** START Quoted passage **

Ever struggled with the daily question, "What should I wear?". This project focuses on the initial step towards building a personalized AI-powered wardrobe. By utilizing Instance Segmentation, a computer vision technique, our model can extract and classify itmes from images. This foundation lays the groundwork for the future developments, such as personalized outfit recommendations.
For Training, different number of images were used from Fashionpedia. In order to reduce the complex structure of the dataset, half of the categories were dropped(23 out of 46) and the remaining categories are:
+---------+-----------------------------------------+----------------+
| ClassId | Name | SuperCategory |
+---------+-----------------------------------------+----------------+
| 0 | shoe | legs and feet |
| 1 | dress | wholebody |
| 2 | top, t-shirt, sweatshirt | upperbody |
| 3 | pants | lowerbody |
| 4 | jacket | upperbody |
| 5 | bag, wallet | others |
| 6 | belt | waist |
| 7 | shirt, blouse | upperbody |
| 8 | skirt | lowerbody |
| 9 | glasses | head |
| 10 | tights, stockings | legs and feet |
| 11 | headband, head covering, hair accessory | head |
| 12 | watch | arms and hands |
| 13 | coat | wholebody |
| 14 | shorts | lowerbody |
| 15 | hat | head |
| 16 | sweater | upperbody |
| 17 | scarf | others |
| 18 | cardigan | upperbody |
| 19 | jumpsuit | wholebody |
| 20 | vest | upperbody |
| 21 | cape | wholebody |
| 22 | leg warmer | legs and feet |
+---------+-----------------------------------------+----------------+
For more details about the original dataset: iMaterialists (Fashion) 2020 FGVC7 and Fashionpedia.

** END Quoted passage **

Task description:
Please reproduce the clothing segmentation description above in full, word for word. Rely on the clothing segmentation description alone when working with the items.

** START Record list **

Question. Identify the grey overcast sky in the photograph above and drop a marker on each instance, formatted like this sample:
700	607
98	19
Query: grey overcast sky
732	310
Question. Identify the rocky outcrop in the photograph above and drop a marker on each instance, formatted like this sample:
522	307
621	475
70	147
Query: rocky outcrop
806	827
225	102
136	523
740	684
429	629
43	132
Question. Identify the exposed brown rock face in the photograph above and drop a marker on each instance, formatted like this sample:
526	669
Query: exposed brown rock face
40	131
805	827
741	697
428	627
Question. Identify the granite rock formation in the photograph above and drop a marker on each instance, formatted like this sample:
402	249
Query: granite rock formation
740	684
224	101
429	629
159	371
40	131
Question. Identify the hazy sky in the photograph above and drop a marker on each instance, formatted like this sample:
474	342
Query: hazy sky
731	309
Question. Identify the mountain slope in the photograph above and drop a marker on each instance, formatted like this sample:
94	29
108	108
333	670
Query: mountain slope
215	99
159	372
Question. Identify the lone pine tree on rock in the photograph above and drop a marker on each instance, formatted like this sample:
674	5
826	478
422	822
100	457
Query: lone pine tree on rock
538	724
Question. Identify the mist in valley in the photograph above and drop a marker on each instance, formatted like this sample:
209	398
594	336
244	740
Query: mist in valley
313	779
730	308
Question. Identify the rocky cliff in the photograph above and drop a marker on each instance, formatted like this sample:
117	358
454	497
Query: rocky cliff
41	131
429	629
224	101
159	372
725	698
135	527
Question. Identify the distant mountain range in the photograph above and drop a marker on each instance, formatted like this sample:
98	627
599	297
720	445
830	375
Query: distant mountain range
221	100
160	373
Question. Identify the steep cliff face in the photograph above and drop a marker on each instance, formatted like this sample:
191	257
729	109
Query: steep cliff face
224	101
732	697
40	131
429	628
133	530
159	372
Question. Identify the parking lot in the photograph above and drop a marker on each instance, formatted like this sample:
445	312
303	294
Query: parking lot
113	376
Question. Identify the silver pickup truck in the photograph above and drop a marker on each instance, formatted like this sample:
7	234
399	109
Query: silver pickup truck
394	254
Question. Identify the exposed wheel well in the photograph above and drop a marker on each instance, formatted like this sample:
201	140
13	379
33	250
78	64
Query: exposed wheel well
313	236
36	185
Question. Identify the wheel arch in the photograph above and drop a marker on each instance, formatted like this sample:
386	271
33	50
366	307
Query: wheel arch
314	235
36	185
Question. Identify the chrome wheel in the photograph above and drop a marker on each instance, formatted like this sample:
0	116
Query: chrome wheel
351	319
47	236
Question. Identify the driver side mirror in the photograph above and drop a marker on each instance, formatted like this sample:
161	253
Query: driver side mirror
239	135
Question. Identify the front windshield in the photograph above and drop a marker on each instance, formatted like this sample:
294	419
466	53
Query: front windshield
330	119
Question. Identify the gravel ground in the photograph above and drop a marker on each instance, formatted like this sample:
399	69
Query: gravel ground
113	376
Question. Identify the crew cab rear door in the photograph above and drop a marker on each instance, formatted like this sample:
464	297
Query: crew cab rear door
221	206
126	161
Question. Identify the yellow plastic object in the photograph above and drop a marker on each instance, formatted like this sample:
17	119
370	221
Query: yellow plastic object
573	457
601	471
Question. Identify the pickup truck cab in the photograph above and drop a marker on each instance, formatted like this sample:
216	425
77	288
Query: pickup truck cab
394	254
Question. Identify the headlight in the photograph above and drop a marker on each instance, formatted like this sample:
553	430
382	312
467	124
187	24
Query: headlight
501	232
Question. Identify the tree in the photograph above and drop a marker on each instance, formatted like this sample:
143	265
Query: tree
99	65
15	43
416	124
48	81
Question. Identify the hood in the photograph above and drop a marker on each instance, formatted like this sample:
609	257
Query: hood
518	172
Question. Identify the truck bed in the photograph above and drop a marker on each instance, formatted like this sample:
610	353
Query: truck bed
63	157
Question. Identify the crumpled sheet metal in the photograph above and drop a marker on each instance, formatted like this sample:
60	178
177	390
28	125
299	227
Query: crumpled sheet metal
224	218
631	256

** END Record list **

Answer for this exercise:
Ever struggled with the daily question, "What should I wear?". This project focuses on the initial step towards building a personalized AI-powered wardrobe. By utilizing Instance Segmentation, a computer vision technique, our model can extract and classify itmes from images. This foundation lays the groundwork for the future developments, such as personalized outfit recommendations.
For Training, different number of images were used from Fashionpedia. In order to reduce the complex structure of the dataset, half of the categories were dropped(23 out of 46) and the remaining categories are:
+---------+-----------------------------------------+----------------+
| ClassId | Name | SuperCategory |
+---------+-----------------------------------------+----------------+
| 0 | shoe | legs and feet |
| 1 | dress | wholebody |
| 2 | top, t-shirt, sweatshirt | upperbody |
| 3 | pants | lowerbody |
| 4 | jacket | upperbody |
| 5 | bag, wallet | others |
| 6 | belt | waist |
| 7 | shirt, blouse | upperbody |
| 8 | skirt | lowerbody |
| 9 | glasses | head |
| 10 | tights, stockings | legs and feet |
| 11 | headband, head covering, hair accessory | head |
| 12 | watch | arms and hands |
| 13 | coat | wholebody |
| 14 | shorts | lowerbody |
| 15 | hat | head |
| 16 | sweater | upperbody |
| 17 | scarf | others |
| 18 | cardigan | upperbody |
| 19 | jumpsuit | wholebody |
| 20 | vest | upperbody |
| 21 | cape | wholebody |
| 22 | leg warmer | legs and feet |
+---------+-----------------------------------------+----------------+
For more details about the original dataset: iMaterialists (Fashion) 2020 FGVC7 and Fashionpedia.